> **読解文**
* * * * *
説明

高分子アクチュエータ素子及びその製造方法

【課題】 特に、従来に比べて耐久性を向上させた高分子アクチュエータ素子及びその製造方法を提供することを目的としている。
【解決手段】 電解質層2と、前記電解質層の厚さ方向の両面に配置される電極層3,4とを有し、前記電解質層及び前記電極層はイオン液体を含むとともに前記電極層はカーボンナノチューブを含み、前記電極層間に電圧を付与すると変形する高分子アクチュエータ素子において、前記電極層3,4には、オリゴマーをグラフト化した前記カーボンナノチューブが含まれていることを特徴とする。

【発明の詳細な説明】
【技術分野】
【0001】
本発明は、カーボンナノチューブとイオン液体とを有する電極層を備えた高分子アクチュエータ素子及びその製造方法に関する。
【背景技術】
【0002】
下記の特許文献1には、電解質層にイオン液体とベースポリマーを含み、電極層に、イオン液体とベースポリマーとカーボンナノチューブとを含む高分子アクチュエータ素子が開示されている。
【0003】
高分子アクチュエータ素子の一端を固定した状態で電極層に電圧を印加すると、イオン移動までにより電極間に容積の差が生じて高分子アクチュータ素子が変形する。
【0004】
しかしながら例えば、高分子アクチュエータ素子を駆動させてある変位量に保ったとき、時間経過に伴って徐々に前記変位量が変動する耐久性の低下が問題となった。
【0005】
このように従来の高分子アクチュエータ素子において耐久性が低下するのは、大気中から吸収された水分がカーボンナノチューブの欠陥により電解され、イオン液体劣化を促進させたり、イオン液体自身が電解劣化するためであると考えられる。例えば、カーボンナノチューブの末端部にカーボン欠損部が生じていたり、各種官能基を有することで、電圧印加により大気中より吸収した水分が比較的容易に電解され発生した水素イオンや水酸イオンの触媒的影響や電極間で移動したイオン液体がカーボンナノチューブの欠陥やある種の官能基との間で何らかの相互作用を受けて電気分解が加速されているものと考えられる。
【先行技術文献】
【特許文献】
【0006】
【特許文献1】特開2010−68675公報
【発明の概要】
【発明が解決しようとする課題】
【0007】
本発明は、上記従来の課題を解決するものであり、特に、従来に比べて耐久性を向上させた高分子アクチュエータ素子及びその製造方法を提供することを目的としている。
【課題を解決するための手段】
【0008】
本発明は、電解質層と、前記電解質層の厚さ方向の両面に配置される電極層とを有し、前記電解質層及び前記電極層はイオン液体を含むとともに前記電極層はカーボンナノチューブを含み、前記電極層間に電圧を付与すると変形する高分子アクチュエータ素子において、
前記電極層には、オリゴマーをグラフト化した前記カーボンナノチューブが含まれていることを特徴とするものである。これにより、カーボンナノチューブにオリゴマーをグラフト化していない従来に比べて、耐久性を向上させることができる。特に本発明では、高分子アクチュエータ素子を駆動させてある変位量に保ったとき、従来に比べて時間経過に伴う前記変位量の変動を小さくでき、安定したアクチュエータ特性を得ることができる。
* * * * *
> **エントリ一覧**
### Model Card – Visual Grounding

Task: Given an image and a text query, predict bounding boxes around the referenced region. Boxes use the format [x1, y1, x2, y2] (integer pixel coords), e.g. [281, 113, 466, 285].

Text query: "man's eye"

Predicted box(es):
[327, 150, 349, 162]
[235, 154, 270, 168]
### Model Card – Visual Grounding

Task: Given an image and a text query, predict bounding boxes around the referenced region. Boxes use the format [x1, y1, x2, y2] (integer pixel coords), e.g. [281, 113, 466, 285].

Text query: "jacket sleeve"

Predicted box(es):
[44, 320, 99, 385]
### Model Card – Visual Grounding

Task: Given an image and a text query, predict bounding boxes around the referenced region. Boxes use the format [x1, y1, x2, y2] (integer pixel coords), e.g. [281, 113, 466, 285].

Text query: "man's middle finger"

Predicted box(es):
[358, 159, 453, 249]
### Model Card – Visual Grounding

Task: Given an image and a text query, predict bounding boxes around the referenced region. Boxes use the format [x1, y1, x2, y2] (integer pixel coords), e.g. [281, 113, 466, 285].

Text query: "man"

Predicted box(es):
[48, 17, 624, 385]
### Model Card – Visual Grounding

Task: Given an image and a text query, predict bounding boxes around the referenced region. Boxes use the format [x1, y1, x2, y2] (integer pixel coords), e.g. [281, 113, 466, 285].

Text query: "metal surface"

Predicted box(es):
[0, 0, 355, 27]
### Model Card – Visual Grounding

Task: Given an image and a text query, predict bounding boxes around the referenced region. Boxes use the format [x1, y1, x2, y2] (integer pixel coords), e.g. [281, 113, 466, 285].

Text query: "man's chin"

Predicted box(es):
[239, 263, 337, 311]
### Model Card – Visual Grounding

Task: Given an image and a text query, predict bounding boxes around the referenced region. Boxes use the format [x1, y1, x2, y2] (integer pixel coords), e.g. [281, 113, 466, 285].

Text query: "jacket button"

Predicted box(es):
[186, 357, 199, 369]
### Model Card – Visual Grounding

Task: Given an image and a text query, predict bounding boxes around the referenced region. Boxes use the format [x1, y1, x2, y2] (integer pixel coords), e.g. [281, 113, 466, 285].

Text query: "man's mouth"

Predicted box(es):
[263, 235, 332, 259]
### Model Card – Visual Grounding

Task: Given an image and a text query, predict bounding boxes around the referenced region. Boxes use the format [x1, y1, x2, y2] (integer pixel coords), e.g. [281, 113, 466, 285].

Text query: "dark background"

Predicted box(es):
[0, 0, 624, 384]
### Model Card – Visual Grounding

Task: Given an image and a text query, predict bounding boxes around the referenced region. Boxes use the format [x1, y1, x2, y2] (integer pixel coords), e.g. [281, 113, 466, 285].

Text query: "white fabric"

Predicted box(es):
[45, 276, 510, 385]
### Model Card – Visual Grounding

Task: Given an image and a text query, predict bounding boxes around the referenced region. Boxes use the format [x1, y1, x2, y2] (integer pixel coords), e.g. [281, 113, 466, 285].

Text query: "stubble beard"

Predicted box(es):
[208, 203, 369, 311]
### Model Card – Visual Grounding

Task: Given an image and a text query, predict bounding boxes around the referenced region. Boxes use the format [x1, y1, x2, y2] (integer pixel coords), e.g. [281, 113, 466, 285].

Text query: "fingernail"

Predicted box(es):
* * * * *
> **作業指示**
**A.** 高分子アクチュエータ素子の文章について、次の問いに答えてください。
(i) 特許文献1として挙げられている公報の番号は何ですか？
(ii) 電極層に含まれるカーボンナノチューブには何がグラフト化されていますか？
(iii) 従来の素子を駆動させてある変位量に保つと、時間経過に伴って何が起きますか？
**B.** 高分子アクチュエータ素子の文章を、最後の文の後から書き継いでください。
エントリはここでは使いません。

> **課題ごとの解答**
**A.**
(i) 特開2010−68675公報
(ii) オリゴマー
(iii) 変位量が徐々に変動します。

**B.**
【0009】
本発明では、前記オリゴマーの平均分子量が、40〜10000の範囲内であることが好ましい。また、前記オリゴマーの平均分子量が、400〜4000の範囲内であることがより好ましい。高分子アクチュエータ素子の耐久性を効果的に向上させることができるとともに、電極抵抗値の増大を抑制することができる。またキャスト性(成膜性)を向上させることができる。
【0010】
また本発明では、前記オリゴマーは、エチレングリコールオリゴマー、ジメチルシロキサンオリゴマーあるいはエチレンオキサイドオリゴマーにより選択されることが好ましい。
【0011】
また本発明は、電解質層と、前記電解質層の厚さ方向の両面に配置される電極層とを有し、前記電解質層及び前記電極層はイオン液体を含むとともに前記電極層はカーボンナノチューブを含み、前記電極層間に電圧を付与すると変形する高分子アクチュエータ素子の製造方法において、
カーボンナノチューブにオリゴマーをグラフト化する工程、
前記オリゴマーをグラフト化した前記カーボンナノチューブを含む前記電極層を形成する工程、
を有することを特徴とするものである。これにより、耐久性に優れた高分子アクチュエータ素子を製造することが可能になる。
【0012】
本発明では、前記オリゴマーをラジカル重合して前記カーボンナノチューブにグラフト化することが好ましい。また、高分子アゾ重合開始剤からラジカル重合性オリゴマーを生じさせ、前記ラジカル重合性オリゴマーを前記カーボンナノチューブにラジカル重合してグラフト化することが好ましい。
【発明の効果】
【0013】
本発明によれば、従来に比べて、耐久性を向上させることができる。特に本発明では、高分子アクチュエータ素子を駆動させてある変位量に保ったとき、従来に比べて時間経過に伴う前記変位量の変動を小さくでき、安定したアクチュエータ特性を得ることができる。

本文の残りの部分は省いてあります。